[Rows from a pointing dataset]
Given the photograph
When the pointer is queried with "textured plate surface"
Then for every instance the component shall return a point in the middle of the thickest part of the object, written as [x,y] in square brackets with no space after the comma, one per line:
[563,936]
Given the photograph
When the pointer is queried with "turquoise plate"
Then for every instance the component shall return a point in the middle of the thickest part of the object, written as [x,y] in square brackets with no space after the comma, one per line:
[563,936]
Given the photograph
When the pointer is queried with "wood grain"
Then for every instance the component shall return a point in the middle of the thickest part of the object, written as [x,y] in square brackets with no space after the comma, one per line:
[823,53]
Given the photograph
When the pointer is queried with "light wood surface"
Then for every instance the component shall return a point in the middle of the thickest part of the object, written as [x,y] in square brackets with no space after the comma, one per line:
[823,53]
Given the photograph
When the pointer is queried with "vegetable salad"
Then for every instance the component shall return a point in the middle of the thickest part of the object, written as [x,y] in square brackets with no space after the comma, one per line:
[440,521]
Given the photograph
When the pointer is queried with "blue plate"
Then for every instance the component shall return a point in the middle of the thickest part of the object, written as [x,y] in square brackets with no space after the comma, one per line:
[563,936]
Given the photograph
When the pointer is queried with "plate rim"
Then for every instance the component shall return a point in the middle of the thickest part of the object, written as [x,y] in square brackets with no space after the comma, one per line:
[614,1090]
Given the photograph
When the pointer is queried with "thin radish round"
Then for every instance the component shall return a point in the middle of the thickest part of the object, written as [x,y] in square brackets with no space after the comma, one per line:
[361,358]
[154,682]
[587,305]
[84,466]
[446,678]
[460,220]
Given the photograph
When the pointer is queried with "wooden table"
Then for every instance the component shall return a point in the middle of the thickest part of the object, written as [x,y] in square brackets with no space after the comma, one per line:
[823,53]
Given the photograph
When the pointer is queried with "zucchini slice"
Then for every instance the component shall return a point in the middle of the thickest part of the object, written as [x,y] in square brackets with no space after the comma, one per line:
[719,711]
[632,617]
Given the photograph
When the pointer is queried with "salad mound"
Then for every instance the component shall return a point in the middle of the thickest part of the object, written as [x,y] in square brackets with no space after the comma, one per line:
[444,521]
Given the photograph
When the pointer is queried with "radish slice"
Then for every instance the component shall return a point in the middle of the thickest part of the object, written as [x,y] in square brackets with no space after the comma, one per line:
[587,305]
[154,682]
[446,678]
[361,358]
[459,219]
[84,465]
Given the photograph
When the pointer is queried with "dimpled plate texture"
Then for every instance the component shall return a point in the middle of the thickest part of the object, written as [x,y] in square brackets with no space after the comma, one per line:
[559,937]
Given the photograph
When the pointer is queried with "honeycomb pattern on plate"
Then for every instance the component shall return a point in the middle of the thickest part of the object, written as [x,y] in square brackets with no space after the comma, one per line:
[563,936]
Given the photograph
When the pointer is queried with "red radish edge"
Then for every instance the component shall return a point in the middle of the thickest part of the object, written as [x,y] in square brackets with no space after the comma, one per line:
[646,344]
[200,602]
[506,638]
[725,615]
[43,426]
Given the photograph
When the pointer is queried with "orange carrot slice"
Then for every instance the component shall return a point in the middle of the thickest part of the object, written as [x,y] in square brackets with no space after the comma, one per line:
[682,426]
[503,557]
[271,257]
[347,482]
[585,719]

• GIVEN PROBLEM
How many lines of the listing above contain the string "surface"? Case counts, so reply with the number only.

• IN RESPONSE
2